▶ TASK MATERIAL
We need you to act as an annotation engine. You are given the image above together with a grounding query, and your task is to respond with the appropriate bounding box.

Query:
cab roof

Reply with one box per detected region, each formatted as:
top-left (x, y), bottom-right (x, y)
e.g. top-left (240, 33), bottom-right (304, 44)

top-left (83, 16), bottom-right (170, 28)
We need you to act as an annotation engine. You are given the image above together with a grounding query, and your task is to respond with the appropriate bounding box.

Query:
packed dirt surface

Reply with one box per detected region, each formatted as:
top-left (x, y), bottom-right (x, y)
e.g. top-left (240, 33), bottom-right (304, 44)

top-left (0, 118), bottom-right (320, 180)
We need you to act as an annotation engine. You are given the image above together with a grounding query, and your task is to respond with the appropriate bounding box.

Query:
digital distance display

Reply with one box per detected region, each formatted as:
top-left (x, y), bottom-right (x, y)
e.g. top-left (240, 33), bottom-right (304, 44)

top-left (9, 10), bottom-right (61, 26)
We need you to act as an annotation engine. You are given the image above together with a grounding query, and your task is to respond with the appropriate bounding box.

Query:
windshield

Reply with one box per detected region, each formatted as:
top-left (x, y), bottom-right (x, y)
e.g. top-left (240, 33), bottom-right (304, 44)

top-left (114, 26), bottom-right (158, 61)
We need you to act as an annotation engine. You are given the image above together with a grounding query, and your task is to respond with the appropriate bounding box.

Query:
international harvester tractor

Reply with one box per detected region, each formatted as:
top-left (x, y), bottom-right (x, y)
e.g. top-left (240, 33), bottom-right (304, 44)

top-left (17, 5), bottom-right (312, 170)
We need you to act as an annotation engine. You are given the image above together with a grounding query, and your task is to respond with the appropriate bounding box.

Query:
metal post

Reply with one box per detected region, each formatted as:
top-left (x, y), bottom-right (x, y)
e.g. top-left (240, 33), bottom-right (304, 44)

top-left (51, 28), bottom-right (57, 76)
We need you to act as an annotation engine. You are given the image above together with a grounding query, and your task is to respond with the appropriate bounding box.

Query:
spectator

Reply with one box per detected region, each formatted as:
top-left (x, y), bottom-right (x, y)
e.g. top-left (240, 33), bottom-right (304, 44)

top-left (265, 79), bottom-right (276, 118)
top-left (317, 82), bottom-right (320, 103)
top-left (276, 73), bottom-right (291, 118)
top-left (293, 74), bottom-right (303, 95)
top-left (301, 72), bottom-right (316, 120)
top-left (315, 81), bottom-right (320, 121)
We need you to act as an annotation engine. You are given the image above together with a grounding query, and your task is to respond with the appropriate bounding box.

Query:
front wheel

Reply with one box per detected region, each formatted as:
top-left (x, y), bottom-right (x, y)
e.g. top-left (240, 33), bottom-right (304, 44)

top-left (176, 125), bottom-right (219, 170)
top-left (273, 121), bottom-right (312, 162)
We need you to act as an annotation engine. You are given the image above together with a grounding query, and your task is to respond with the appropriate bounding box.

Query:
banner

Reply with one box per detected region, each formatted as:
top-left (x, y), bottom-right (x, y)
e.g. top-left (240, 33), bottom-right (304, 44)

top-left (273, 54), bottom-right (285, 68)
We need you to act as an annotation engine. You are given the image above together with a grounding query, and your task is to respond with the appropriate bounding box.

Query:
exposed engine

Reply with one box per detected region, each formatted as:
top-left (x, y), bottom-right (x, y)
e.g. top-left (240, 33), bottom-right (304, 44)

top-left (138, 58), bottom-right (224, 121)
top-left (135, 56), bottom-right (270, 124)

▶ INSTRUCTIONS TO FOLLOW
Exactly reproduce all of the entries.

▶ TASK RESULT
We need you to act as an annotation engine. You are given the image above together with a grounding query, and your task is to respond with the appropriate bounding box.

Query:
cab roof

Reply with one box per detected region, each formatted as:
top-left (x, y), bottom-right (x, y)
e.g. top-left (240, 33), bottom-right (304, 44)

top-left (83, 16), bottom-right (170, 28)
We need you to act as an annotation engine. You are given the image above together with a grounding query, and your task is to respond with the appropriate bounding box.

Query:
packed dirt surface

Reply with one box per detected region, each formatted as:
top-left (x, y), bottom-right (x, y)
e.g. top-left (240, 33), bottom-right (304, 44)

top-left (0, 118), bottom-right (320, 180)
We need you to act as an annotation engine. You are given the image above together with a grounding query, and your task is to respond with the appropriate bounding box.

Query:
digital distance display

Reply with one box per detected region, each formatted as:
top-left (x, y), bottom-right (x, y)
e.g. top-left (240, 33), bottom-right (304, 44)

top-left (9, 10), bottom-right (61, 26)
We need you to act as an annotation engine. You are given the image above together with a grounding query, and your task is to respond with the appropriate bounding box.

Query:
windshield

Reply with one box per detected region, each formatted as:
top-left (x, y), bottom-right (x, y)
e.g. top-left (240, 33), bottom-right (304, 44)

top-left (114, 26), bottom-right (158, 61)
We need you to act as an annotation engine. You are given the image above together with a grounding query, and your task is to respond with the appropriate bounding box.

Query:
international harvester tractor

Reply with one box per detected region, each formatted as:
top-left (x, y), bottom-right (x, y)
e.g. top-left (240, 33), bottom-right (304, 44)

top-left (17, 5), bottom-right (312, 170)
We need you to act as an annotation engine. You are given the image above together with a grounding query, and your task is to respond with the appropriate bounding box.

Query:
metal post

Reply with one box per detected region, each formatted as:
top-left (x, y), bottom-right (x, y)
e.g. top-left (240, 33), bottom-right (304, 44)

top-left (51, 28), bottom-right (57, 76)
We need you to act as an annotation engine. You are given the image above together with a grounding query, and your task is to respond with the appropriate bounding box.

Query:
spectator

Reply with one box per detected region, each formatted as:
top-left (x, y), bottom-right (x, y)
e.g. top-left (240, 33), bottom-right (304, 44)

top-left (265, 79), bottom-right (276, 118)
top-left (317, 82), bottom-right (320, 103)
top-left (276, 73), bottom-right (291, 118)
top-left (293, 74), bottom-right (303, 95)
top-left (301, 72), bottom-right (316, 120)
top-left (315, 81), bottom-right (320, 121)
We need you to act as an annotation engine. You are given the image above together with a grounding query, and your task is to respond with the appropriate bounding box.

Query:
front wheel

Reply with one box per detected region, each formatted as:
top-left (x, y), bottom-right (x, y)
e.g. top-left (240, 33), bottom-right (304, 44)

top-left (176, 125), bottom-right (219, 170)
top-left (273, 121), bottom-right (312, 162)
We need you to act as an annotation engine. You are given the image above together with a grounding query, and your task is to respond with the appropriate bounding box.

Query:
banner

Reply with one box per detected region, each formatted as:
top-left (x, y), bottom-right (x, y)
e.g. top-left (240, 33), bottom-right (304, 44)

top-left (273, 54), bottom-right (285, 68)
We need you to act as an annotation engine. You are given the image above together with a grounding query, and your task is to respond with the appropriate bounding box.

Query:
exposed engine

Reply with one box per detected region, each formatted as:
top-left (x, y), bottom-right (x, y)
e.g. top-left (240, 33), bottom-right (304, 44)

top-left (138, 58), bottom-right (224, 121)
top-left (135, 56), bottom-right (270, 124)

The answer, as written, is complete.